# Written request
Reproduce every one of the records below verbatim, line for line, omitting the pictures from your answer.

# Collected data
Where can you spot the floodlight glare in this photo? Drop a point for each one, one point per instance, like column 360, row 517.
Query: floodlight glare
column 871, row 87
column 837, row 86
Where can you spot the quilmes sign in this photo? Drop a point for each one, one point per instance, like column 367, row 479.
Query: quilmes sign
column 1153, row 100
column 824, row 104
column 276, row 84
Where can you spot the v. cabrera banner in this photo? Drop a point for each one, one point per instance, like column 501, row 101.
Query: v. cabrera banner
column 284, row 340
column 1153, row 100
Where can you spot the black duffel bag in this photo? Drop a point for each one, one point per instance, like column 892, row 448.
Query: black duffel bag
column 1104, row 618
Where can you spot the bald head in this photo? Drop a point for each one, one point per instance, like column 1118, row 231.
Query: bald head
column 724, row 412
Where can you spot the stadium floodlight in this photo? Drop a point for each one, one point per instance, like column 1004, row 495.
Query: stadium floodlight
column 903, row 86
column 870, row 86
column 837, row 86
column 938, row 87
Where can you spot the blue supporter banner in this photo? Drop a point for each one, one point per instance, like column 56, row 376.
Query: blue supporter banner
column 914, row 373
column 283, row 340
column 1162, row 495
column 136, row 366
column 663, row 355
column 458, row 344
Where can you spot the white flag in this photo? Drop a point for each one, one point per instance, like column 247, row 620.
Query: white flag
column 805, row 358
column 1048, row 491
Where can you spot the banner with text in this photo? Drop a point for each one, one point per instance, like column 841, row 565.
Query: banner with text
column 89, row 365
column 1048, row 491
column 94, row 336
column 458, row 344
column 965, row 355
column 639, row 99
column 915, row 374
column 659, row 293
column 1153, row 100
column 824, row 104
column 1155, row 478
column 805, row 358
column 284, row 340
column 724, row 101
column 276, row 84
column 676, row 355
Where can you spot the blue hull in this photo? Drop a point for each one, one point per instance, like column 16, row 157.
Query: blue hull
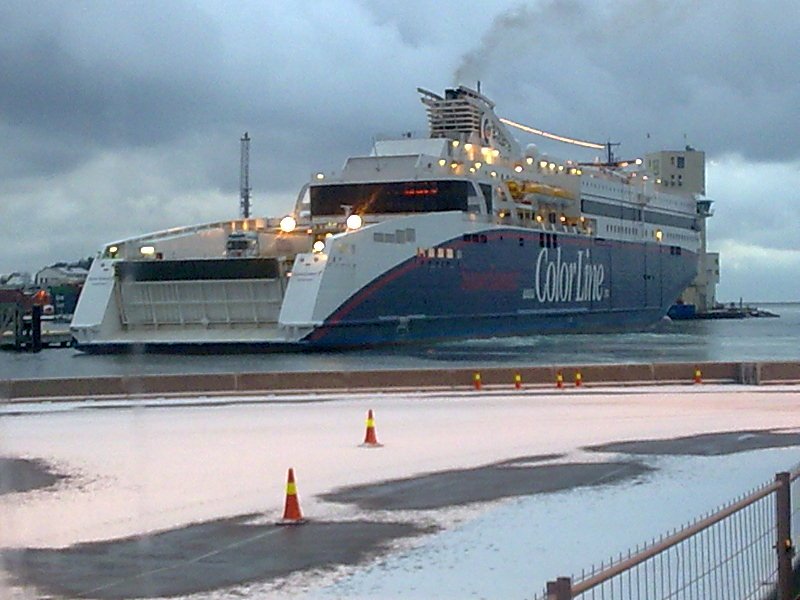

# Output for this exercise
Where can you spot the floodlight glare in this photo? Drop a point for each one, one point per instance, like column 360, row 517.
Query: floodlight glare
column 871, row 87
column 837, row 86
Where can you spot the quilmes sign in this photo? Drop a point for each one, one point per instance, like column 367, row 479.
Query: quilmes sign
column 1153, row 100
column 824, row 104
column 276, row 84
Where can you spot the v. cabrera banner in this photo? Drop a point for each one, one point per instance, like column 501, row 101.
Query: v. cabrera banner
column 284, row 340
column 1153, row 100
Where can you spot the black duffel bag in this photo? Drop a point for each one, one point per instance, like column 892, row 448.
Query: black duffel bag
column 1104, row 618
Where can you spot the bald head in this photo? Drop a point for each one, one point per instance, like column 1118, row 231.
Query: bald head
column 724, row 412
Where can you spot the stadium floodlight in this photo? Drop a point for each one, one point per instance, like column 1004, row 495.
Query: stadium floodlight
column 903, row 86
column 870, row 86
column 837, row 86
column 938, row 87
Where can you spot the blue supporter banner in this photo? Drop a point for each one, one point per instance, like column 56, row 376.
Query: blue supporter banner
column 914, row 373
column 283, row 340
column 1162, row 495
column 136, row 366
column 663, row 355
column 458, row 344
Where can you spot the white flag in this photo? Drop a point for each one, one point per instance, like column 247, row 620.
Query: white flag
column 805, row 358
column 1048, row 491
Where can you spot the banner with text in this photo? Drop a point for each one, one point per instance, like column 841, row 565.
Query: banner with text
column 89, row 365
column 1048, row 491
column 94, row 336
column 458, row 344
column 965, row 355
column 639, row 99
column 915, row 374
column 659, row 293
column 1153, row 100
column 824, row 104
column 1155, row 478
column 805, row 358
column 284, row 340
column 724, row 101
column 276, row 84
column 676, row 355
Where can you spot the blue hull in this photo? Drop a point for each one, one point per instance, like column 16, row 157.
Query: blue hull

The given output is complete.